Convert all of the material below into a JSON list of strings, one string per line, leaving out blank lines.

● **RECORD EXCERPTS**
===

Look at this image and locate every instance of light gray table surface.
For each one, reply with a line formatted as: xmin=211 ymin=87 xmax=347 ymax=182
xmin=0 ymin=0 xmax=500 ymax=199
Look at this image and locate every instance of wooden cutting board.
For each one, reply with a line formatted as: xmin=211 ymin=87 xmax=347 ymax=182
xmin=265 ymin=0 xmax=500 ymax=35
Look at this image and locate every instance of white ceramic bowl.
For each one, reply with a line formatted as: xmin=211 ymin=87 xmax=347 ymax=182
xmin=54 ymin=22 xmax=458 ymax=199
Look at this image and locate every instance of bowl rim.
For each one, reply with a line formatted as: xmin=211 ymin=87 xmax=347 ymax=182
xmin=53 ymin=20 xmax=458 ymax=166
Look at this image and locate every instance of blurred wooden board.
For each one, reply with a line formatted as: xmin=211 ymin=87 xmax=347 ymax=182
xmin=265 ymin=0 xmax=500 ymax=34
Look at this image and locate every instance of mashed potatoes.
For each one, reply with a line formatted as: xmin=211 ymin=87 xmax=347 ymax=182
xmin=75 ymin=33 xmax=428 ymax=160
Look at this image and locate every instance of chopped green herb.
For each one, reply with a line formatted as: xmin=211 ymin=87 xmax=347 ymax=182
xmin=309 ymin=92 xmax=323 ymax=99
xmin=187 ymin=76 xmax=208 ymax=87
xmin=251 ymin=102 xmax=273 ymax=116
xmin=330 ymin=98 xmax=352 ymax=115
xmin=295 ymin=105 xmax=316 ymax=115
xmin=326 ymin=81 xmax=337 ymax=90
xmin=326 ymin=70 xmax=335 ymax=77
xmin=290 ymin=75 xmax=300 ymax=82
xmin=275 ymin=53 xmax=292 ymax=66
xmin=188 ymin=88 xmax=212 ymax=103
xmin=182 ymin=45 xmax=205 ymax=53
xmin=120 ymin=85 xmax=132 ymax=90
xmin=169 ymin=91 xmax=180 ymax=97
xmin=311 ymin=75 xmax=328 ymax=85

===

● **CORRECT RESPONSE**
[
  "Look at this image and locate every instance of light gray table surface.",
  "For each one, reply with a line formatted as: xmin=211 ymin=87 xmax=347 ymax=182",
  "xmin=0 ymin=0 xmax=500 ymax=199",
  "Look at this image and locate every instance of wooden cutting board.",
  "For each one, reply with a line formatted as: xmin=211 ymin=87 xmax=347 ymax=182",
  "xmin=265 ymin=0 xmax=500 ymax=35",
  "Look at this image and locate every instance of white ceramic bowl.",
  "For each one, reply with a line formatted as: xmin=211 ymin=87 xmax=347 ymax=182",
  "xmin=54 ymin=22 xmax=458 ymax=199",
  "Look at this image and locate every instance of bowl rim.",
  "For each one, reply with a line formatted as: xmin=211 ymin=87 xmax=347 ymax=182",
  "xmin=53 ymin=20 xmax=458 ymax=166",
  "Look at this image and locate every instance of blurred wooden board.",
  "For each one, reply with a line formatted as: xmin=211 ymin=87 xmax=347 ymax=182",
  "xmin=265 ymin=0 xmax=500 ymax=34",
  "Look at this image and locate every instance of mashed potatoes.",
  "For each one, reply with a line formatted as: xmin=211 ymin=87 xmax=347 ymax=182",
  "xmin=75 ymin=33 xmax=428 ymax=160",
  "Look at this image and locate every instance of chopped green herb.",
  "For each one, reply with a line formatted as: xmin=211 ymin=87 xmax=347 ymax=182",
  "xmin=309 ymin=92 xmax=323 ymax=99",
  "xmin=187 ymin=76 xmax=208 ymax=87",
  "xmin=251 ymin=102 xmax=273 ymax=116",
  "xmin=330 ymin=98 xmax=352 ymax=115",
  "xmin=295 ymin=105 xmax=316 ymax=115",
  "xmin=326 ymin=81 xmax=337 ymax=90",
  "xmin=326 ymin=70 xmax=335 ymax=77",
  "xmin=290 ymin=75 xmax=300 ymax=82",
  "xmin=275 ymin=53 xmax=292 ymax=66",
  "xmin=188 ymin=88 xmax=212 ymax=103",
  "xmin=182 ymin=45 xmax=205 ymax=53",
  "xmin=120 ymin=85 xmax=132 ymax=90",
  "xmin=169 ymin=91 xmax=180 ymax=97",
  "xmin=311 ymin=75 xmax=328 ymax=85"
]